What is being asked => Because the entries hold pictures, reproduce only their words, exactly as written.
=== Data provided ===
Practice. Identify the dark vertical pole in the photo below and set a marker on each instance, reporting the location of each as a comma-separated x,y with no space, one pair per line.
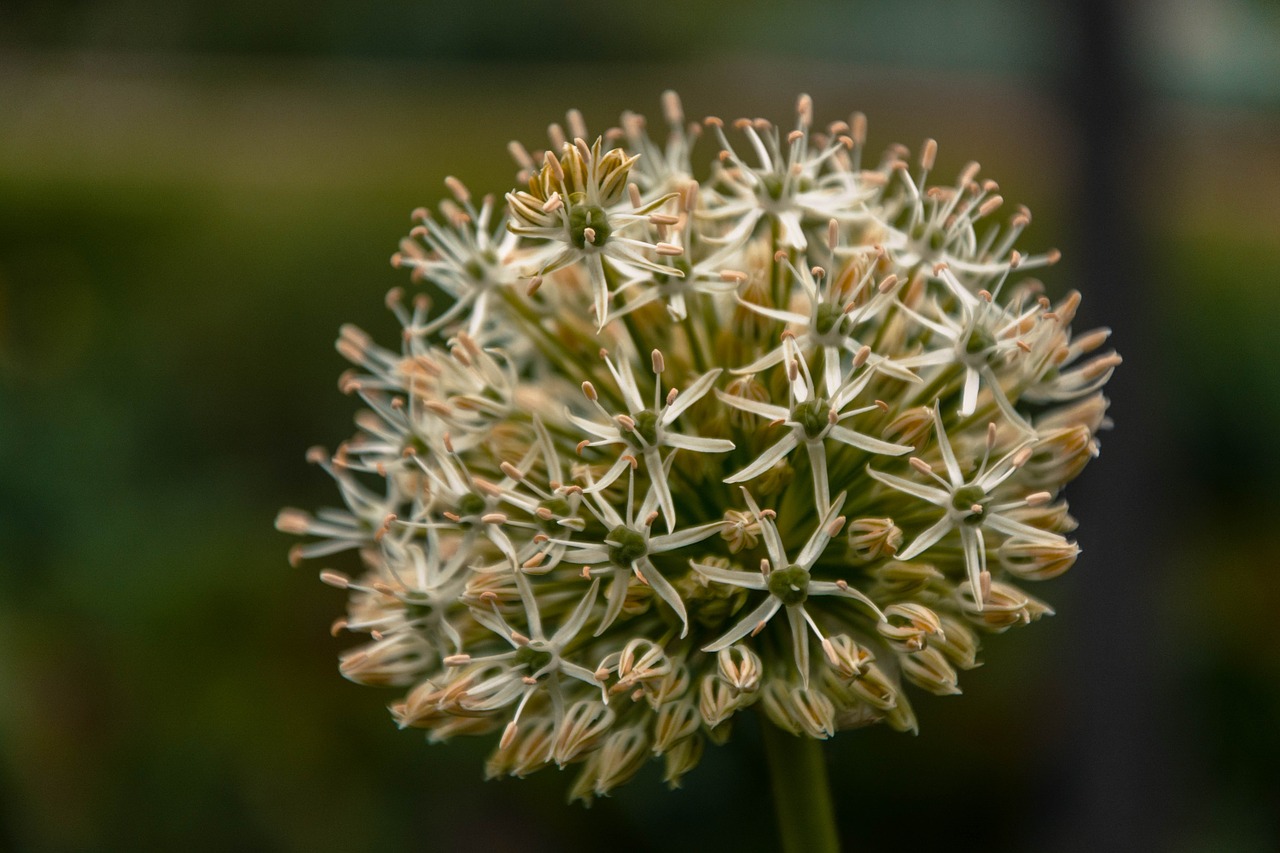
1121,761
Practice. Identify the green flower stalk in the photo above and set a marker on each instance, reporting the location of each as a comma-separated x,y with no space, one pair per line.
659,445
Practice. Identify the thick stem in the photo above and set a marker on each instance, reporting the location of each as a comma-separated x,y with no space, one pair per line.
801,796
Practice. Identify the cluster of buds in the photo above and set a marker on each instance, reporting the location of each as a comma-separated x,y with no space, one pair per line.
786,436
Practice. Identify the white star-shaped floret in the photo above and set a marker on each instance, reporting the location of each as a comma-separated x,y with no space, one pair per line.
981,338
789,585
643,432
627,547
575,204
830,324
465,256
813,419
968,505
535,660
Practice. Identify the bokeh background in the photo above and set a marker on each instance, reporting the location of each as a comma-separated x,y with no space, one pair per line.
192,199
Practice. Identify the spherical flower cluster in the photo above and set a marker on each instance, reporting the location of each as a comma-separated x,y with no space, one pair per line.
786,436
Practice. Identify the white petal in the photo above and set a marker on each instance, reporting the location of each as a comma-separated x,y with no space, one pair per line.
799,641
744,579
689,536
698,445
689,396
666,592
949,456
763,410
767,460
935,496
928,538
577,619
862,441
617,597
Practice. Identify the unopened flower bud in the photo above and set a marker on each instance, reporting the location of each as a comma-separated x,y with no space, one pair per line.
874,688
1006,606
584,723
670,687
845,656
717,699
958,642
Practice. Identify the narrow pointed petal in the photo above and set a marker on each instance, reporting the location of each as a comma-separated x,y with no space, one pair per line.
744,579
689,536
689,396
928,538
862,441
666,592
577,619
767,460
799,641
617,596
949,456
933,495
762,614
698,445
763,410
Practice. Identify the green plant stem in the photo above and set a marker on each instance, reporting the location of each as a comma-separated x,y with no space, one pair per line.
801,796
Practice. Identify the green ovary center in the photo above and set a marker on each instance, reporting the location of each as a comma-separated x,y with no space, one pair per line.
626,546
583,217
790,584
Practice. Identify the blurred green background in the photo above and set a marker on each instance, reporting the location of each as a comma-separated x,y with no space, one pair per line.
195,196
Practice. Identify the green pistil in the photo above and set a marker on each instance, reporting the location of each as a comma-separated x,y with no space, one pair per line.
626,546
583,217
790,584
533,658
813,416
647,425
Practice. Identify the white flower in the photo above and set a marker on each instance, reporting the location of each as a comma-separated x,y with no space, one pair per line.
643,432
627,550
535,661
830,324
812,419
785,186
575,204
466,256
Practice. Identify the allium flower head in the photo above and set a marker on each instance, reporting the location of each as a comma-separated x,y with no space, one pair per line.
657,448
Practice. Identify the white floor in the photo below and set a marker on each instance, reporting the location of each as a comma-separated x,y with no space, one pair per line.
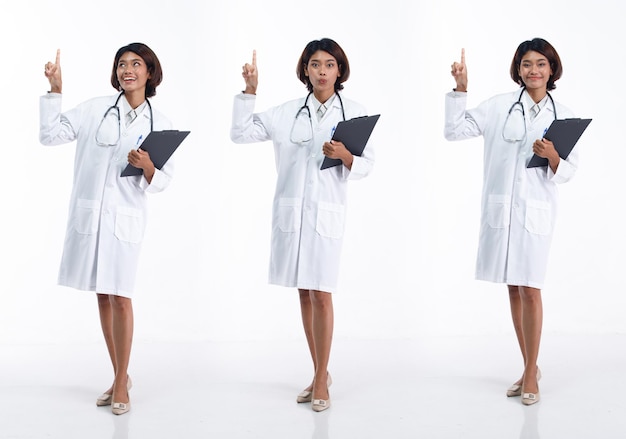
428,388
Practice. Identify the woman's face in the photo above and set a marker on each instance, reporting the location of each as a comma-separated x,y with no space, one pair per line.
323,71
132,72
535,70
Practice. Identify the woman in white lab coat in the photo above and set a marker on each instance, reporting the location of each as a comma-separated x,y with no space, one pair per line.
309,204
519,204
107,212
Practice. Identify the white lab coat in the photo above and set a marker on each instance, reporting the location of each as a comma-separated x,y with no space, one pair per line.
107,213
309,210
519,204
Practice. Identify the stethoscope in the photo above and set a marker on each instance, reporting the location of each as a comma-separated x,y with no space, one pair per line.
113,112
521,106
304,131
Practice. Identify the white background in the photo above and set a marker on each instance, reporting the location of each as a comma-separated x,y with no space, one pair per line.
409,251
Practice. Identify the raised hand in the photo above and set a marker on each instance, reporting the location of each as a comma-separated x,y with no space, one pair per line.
===
Reply to the task =>
Practice. Identify the dark vertical pole in the photo below and set a marker on each instance, reporting the location of each as a comma-separated x,y with no space, one pair per line.
1121,761
Practice. Identify the green flower stalk in the photo above and set a marker on each instance, reporting the location of each as a comma-separated x,y with no space, one pair per line.
659,445
Practice. Identify the thick stem in the photo above and set a marker on each instance, reporting the location of each as a comma-separated x,y with no space, one pair per line.
801,796
Practice. Identify the cluster of buds in the photo above and set a marker on each instance, reporting the location of each as a comma-separated x,y with no space, one pair per line.
786,436
Practice. Identify the white star-shaped floret in the photo above and set a marker on each instance, reporting the location of each as a comma-separated x,y with no space, one pair per line.
981,338
789,585
643,432
627,547
575,204
830,324
465,256
813,419
968,505
535,660
Practice. Identify the bokeh background in the photo above and set a marker on each instance, reporting the location of each as a comma-separated x,y with no space, one pair per line.
192,199
Practice. Identify the spherical flower cluster in the photo above and set a marker on each instance, reporting the location of each as a comma-separated x,y with no space, one pair per line.
786,436
Practice. Identify the white petal in the photo above and set a marker on each instance, reporting the location of each as a comma-separated x,y with no space, one pair per line.
799,641
744,579
689,536
698,445
689,396
666,592
949,456
763,410
767,460
935,496
928,538
577,619
862,441
617,597
Practice. Identify the unopened flower bud in the photo above and set a marker on each instance, reporting the location of each as a comma-separated x,y with no space, one pair per line.
874,688
1006,606
584,723
670,687
845,656
717,699
958,642
Practice. Identify the narrow pointed petal in the photo above and set a marker on each instance, reporting the location of each as a comma-separated x,y with no space, one pair per line.
744,579
689,536
689,396
928,538
862,441
666,592
577,619
767,460
799,641
617,596
949,456
933,495
762,614
698,445
763,410
Practice. Identify the green plant stem in the photo above and set a marker on each instance, reporting the location of each as a comma-separated x,y with no space, one pair per line.
801,796
Practice. Identify the green ovary center in the photo above and set a marker on each instance, reporting the location of each as a comma-separated x,y with no space, one pair per line.
626,546
583,217
790,584
Practice. Identify the blurred green background in the photo above and set a marker on each instance, reporting the location of each as a comma-separated x,y with no space, one pair per line.
195,196
Practice. Identify the green pistil in the photo above and set a marker on each instance, reporting the location of each as a comma-separated x,y with no space, one pair per line.
626,546
583,217
790,584
533,658
813,416
647,425
Practice. Identify the white flower in the photo above and set a marker on each instance, reporting the location of each as a comma-separated x,y with no space, one pair per line.
643,432
627,550
535,661
830,324
812,419
785,186
575,204
466,256
Practice. Identify the allium flower head in the photo above and set a marker on each instance, reporting the location of each as a comma-separated x,y with no space, one pair per line.
657,448
Practice. Identify the white floor in the photo below and set a marker on each instance, reporting the location of each as a comma-separated x,y with no space, one pair per line.
428,388
Practice. Identify the woman's face in the photo above and set a marker on each instance, reporting the location of each as a comma-separated x,y with no space, one pair per line.
323,71
132,72
535,70
Practice. Identify the woman in white lab coat in the photo above and set a marker on each instance, reporting the location of each as a comma-separated x,y with no space, one pair per line.
309,204
519,204
107,212
Practice. Identify the white lab coat in the photo above and set a marker on each instance, reporting the location of each as a comma-separated x,y with no space, one pair per line.
107,213
309,210
519,204
Practice. Identify the stethoscope in the photo above and set a marker on each instance, reporting the location of each as a comma-separated x,y with no space, one pair per line.
113,112
521,106
304,131
Practice. Identify the white background in the photo above and set a marker on each instance, reporting the location of each as a comma-separated x,y with no space, one pair per line.
409,251
Practice. Identify the raised hand in the photo above and set a marker on each instance, reporting the location of each as a comma-separated x,y with no space, one pair per line.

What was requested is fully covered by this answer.